▶ **Exercise requirements**
a) Name every attorney the tax case opinion lists as counsel for either party.
b) Return everything in the tax case opinion from "43 F. Supp. 923 |" down to "E. D. Pennsylvania.", copied word for word.
c) Supply the next part of the tax case opinion, picking up after its final sentence.

▶ **Passage to read**

Philadelphia Nat. Bank v. Rothensies

43 F. Supp. 923 | E.D. Pa. | 1942

43 F. Supp. 923 (1942)

PHILADELPHIA NAT. BANK
v.
ROTHENSIES, Collector of Internal Revenue.

No. 1659.

District Court, E. D. Pennsylvania.

March 5, 1942.

*924 George Wharton Pepper and Frederick H. Spotts, of Philadelphia, Pa., for plaintiff.

Thomas J. Curtin, Asst. U. S. Atty., and Gerald A. Gleeson, U. S. Atty., both of Philadelphia, Pa., and Lester L. Gibson, Sp. Asst. to Atty. Gen., for defendant.

KIRKPATRICK, District Judge.

This is a suit to recover income and excess profits tax paid by the plaintiff, a national bank, for the year 1937. All relevant facts have been stipulated.

For the years 1931 to 1936 inclusive, the plaintiff charged off bad debts in large amounts and took corresponding deductions in its tax returns. In each year the deductions were greatly in excess of the net income and there was a deficit after the charge-off, the total of such deficits being more than $10,000,000.

In 1937 the plaintiff made recoveries amounting in all to $393,357.94 on account of the debts so charged off. Included in the total were recoveries upon debts charged off in each of the years in question, but the recovery for no one year was sufficient to make up the deficit in net income for that year, and hence the plaintiff takes the position that the charge-offs, to the extent to which they were later recovered, did not accomplish any reduction in its tax liability, because even had the deductions not been taken there still would have been no net income.

It is agreed that the sole question is whether the sum of $393,357.94 should be included in the plaintiff's taxable income for the year 1937.

Prior to 1937 the Bureau of Internal Revenue had held that amounts subsequently recovered on account of debts previously charged off and allowed as a deduction for income tax purposes must be included as gross income for the year in which received, whether or not the prior allowance of the deduction had resulted in a benefit to the taxpayer. This view had been sustained by the Board of Tax Appeals in Lake View Trust and Savings Bank v. Commissioner, 1932, 27 B.T.A. 290. However, in 1937, the Bureau promulgated G.C. M. 18525 (modified later by G.C.M. 20854, to cover the case of voluntary charge-offs by banks) and in 1939 acquiesced in two decisions of the Board of Tax Appeals which held that subsequent recoveries were to be included as income in the year of recovery only if the earlier deductions had accomplished a reduction in tax liability. See Central Loan & Investment Co. v. Commissioner, 39 B.T.A. 981, and National Bank of Commerce of Seattle v. Commissioner, 40 B.T.A. 72.

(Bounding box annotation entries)
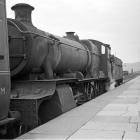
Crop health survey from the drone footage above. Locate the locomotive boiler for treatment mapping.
[8,4,91,79]
[0,3,121,138]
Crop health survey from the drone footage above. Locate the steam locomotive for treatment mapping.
[0,0,123,138]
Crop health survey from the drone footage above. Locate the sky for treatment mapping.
[6,0,140,63]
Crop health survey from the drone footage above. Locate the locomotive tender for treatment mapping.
[0,0,122,138]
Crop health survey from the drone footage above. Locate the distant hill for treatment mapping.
[123,62,140,72]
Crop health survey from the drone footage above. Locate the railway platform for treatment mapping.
[17,76,140,140]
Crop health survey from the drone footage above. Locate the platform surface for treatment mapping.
[17,76,140,140]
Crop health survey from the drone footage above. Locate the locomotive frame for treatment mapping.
[0,0,122,137]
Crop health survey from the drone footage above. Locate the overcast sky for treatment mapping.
[7,0,140,63]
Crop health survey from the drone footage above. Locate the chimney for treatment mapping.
[66,32,75,38]
[11,3,34,25]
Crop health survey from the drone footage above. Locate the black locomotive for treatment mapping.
[0,4,123,138]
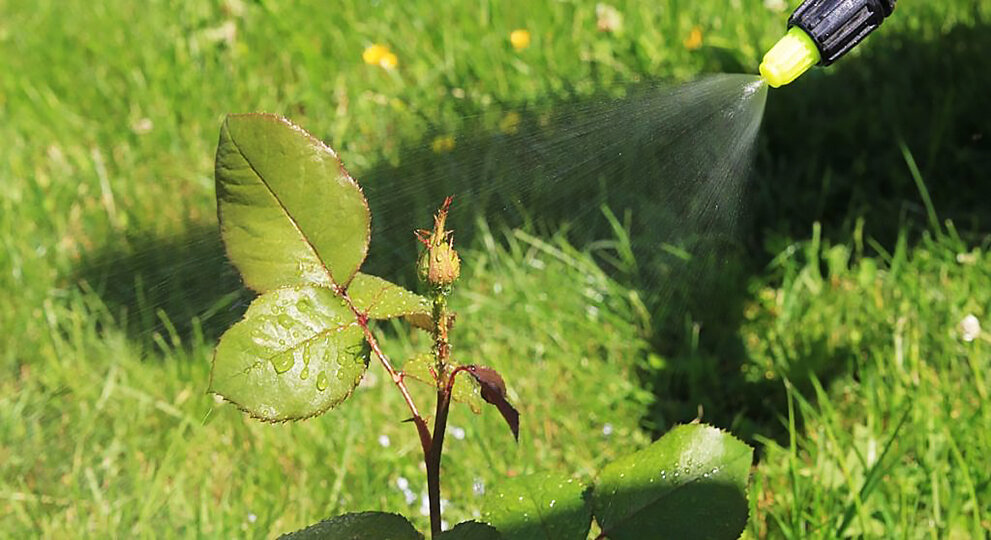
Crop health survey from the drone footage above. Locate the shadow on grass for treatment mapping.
[73,225,252,347]
[78,20,991,438]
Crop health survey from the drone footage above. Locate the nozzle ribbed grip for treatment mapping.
[788,0,896,66]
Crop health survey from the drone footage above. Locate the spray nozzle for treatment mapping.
[760,0,896,88]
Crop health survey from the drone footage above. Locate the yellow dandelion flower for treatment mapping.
[379,52,399,70]
[499,112,520,135]
[430,135,454,154]
[361,43,391,66]
[682,26,702,51]
[509,28,530,51]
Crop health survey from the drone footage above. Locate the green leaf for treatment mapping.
[348,273,433,319]
[403,353,485,414]
[437,521,502,540]
[210,286,368,422]
[280,512,423,540]
[592,424,753,540]
[483,473,592,540]
[216,114,371,292]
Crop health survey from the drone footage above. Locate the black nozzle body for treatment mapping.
[788,0,896,66]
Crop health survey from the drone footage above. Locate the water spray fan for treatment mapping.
[760,0,896,88]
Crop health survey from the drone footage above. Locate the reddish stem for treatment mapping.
[338,289,431,458]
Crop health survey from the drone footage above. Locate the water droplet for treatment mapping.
[272,354,296,373]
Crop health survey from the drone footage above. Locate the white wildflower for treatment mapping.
[960,313,981,343]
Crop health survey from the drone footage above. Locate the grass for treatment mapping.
[0,0,991,538]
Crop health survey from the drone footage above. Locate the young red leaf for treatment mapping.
[465,366,520,441]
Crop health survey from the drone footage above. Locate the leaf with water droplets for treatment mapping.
[210,286,368,422]
[591,424,753,540]
[348,273,433,319]
[483,473,592,540]
[215,114,371,292]
[437,521,502,540]
[280,512,423,540]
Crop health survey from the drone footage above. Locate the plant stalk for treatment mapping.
[338,291,431,456]
[425,290,455,537]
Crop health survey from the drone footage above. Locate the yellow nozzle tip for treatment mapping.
[760,26,820,88]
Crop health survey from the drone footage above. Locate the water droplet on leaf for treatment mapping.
[272,354,296,373]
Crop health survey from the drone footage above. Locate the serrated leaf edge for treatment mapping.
[215,113,372,292]
[207,284,370,424]
[589,422,753,537]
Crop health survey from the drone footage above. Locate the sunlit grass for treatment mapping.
[0,0,991,538]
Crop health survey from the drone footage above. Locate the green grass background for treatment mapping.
[0,0,991,538]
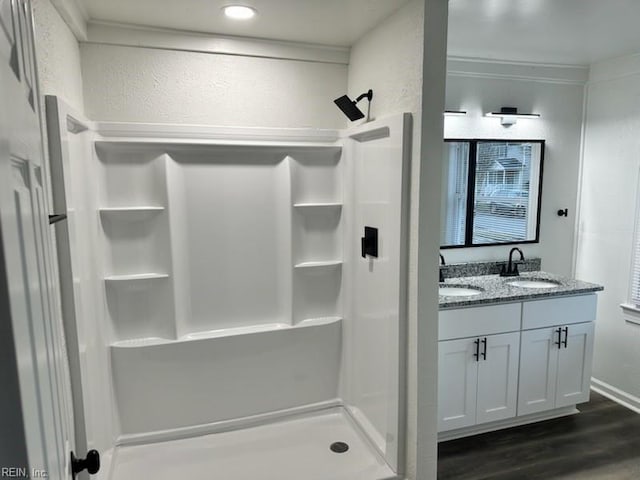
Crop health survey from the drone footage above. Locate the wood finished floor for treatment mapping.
[438,392,640,480]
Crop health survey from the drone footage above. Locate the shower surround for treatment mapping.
[47,97,411,480]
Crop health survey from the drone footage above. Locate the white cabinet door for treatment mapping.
[476,332,520,423]
[518,327,560,415]
[556,322,593,408]
[438,338,478,432]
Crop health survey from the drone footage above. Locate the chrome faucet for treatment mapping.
[500,247,524,277]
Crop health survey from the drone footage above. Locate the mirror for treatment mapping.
[440,140,544,248]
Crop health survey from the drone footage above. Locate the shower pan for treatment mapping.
[46,97,412,480]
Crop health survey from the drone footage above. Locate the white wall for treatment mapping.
[348,0,447,479]
[576,55,640,408]
[81,39,347,128]
[442,59,588,275]
[32,0,84,112]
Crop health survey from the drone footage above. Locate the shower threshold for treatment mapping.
[108,407,397,480]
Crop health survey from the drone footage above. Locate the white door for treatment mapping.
[476,332,520,423]
[438,338,480,432]
[0,0,74,479]
[556,322,593,408]
[518,327,561,415]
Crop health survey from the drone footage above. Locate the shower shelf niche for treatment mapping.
[99,205,165,222]
[293,202,342,208]
[104,273,169,282]
[111,316,342,348]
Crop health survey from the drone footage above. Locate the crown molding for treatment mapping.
[83,21,350,65]
[447,56,589,85]
[51,0,89,41]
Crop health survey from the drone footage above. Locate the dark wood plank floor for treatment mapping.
[438,392,640,480]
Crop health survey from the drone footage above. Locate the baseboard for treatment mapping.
[591,377,640,414]
[438,405,580,442]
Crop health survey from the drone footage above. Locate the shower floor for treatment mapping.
[109,408,397,480]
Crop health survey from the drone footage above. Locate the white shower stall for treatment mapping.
[47,97,412,480]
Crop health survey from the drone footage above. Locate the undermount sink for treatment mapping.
[438,284,483,297]
[507,278,560,288]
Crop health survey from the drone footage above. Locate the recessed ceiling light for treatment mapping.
[222,5,256,20]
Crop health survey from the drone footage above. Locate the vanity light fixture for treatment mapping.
[222,5,257,20]
[485,107,540,127]
[444,110,467,117]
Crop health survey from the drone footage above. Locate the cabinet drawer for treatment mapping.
[522,295,597,330]
[438,303,522,340]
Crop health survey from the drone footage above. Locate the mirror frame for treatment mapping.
[440,138,546,250]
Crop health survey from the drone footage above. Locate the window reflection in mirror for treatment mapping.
[440,140,544,248]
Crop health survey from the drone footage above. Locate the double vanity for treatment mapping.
[438,263,603,440]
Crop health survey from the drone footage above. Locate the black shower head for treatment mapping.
[333,90,373,122]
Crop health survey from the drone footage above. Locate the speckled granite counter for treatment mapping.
[440,272,604,310]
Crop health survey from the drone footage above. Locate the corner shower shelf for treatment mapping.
[111,337,173,347]
[295,316,343,327]
[100,206,164,220]
[104,273,169,282]
[294,260,342,268]
[293,202,342,208]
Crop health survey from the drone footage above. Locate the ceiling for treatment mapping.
[80,0,409,46]
[78,0,640,65]
[448,0,640,65]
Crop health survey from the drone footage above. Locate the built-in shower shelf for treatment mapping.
[294,260,342,268]
[296,317,343,327]
[100,206,164,221]
[111,317,342,348]
[104,273,169,282]
[293,202,342,208]
[111,337,173,348]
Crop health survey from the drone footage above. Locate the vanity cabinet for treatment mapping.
[438,295,596,436]
[518,295,596,415]
[438,332,520,431]
[438,304,520,432]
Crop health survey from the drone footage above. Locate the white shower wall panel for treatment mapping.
[167,146,291,333]
[343,114,411,469]
[111,320,341,436]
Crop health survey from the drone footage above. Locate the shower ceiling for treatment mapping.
[76,0,409,46]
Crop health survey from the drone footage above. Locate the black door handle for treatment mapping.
[360,227,378,258]
[553,327,562,348]
[71,450,100,480]
[49,213,67,225]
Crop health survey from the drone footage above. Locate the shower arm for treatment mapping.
[353,89,373,105]
[353,89,373,123]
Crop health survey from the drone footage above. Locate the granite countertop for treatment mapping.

▶ **Answers by task**
a) George Wharton Pepper, Frederick H. Spotts, Thomas J. Curtin, Gerald A. Gleeson, Lester L. Gibson

b)
43 F. Supp. 923 | E.D. Pa. | 1942

43 F. Supp. 923 (1942)

PHILADELPHIA NAT. BANK
v.
ROTHENSIES, Collector of Internal Revenue.

No. 1659.

District Court, E. D. Pennsylvania.

c)
In 1940 the Bureau, by G.C.M. 22163, again reversed its position, revoked the earlier rulings, and withdrew the acquiescences. G.C.M. 22163 ruled that the recoveries constituted taxable income whether or *925 not the prior allowance of the deduction has resulted in any tax benefit to the taxpayer.

The foregoing administrative history is cited for whatever value it may have, but plainly, it does not offer the solution of the problem now before the Court. There is no such history of consistent and well settled Treasury regulations and interpretations adopted by Congressional acquiescence and re-enactment as will write into the Statute a rule to govern this case. The question can be dealt with only upon the basis of fundamental principles.

I think that it must be agreed that the repayment of a debt is a return of capital. To my mind, no process of reasoning can make it anything else. Being in fact capital, it does not become income merely because it is not returned as agreed or when expected, or even if the owner concludes in his own mind that he will never get it again. To justify a tax upon the repayment of a debt by referring it to the statutory definition of gross income would undoubtedly extend the statute beyond the constitutional powers of Congress.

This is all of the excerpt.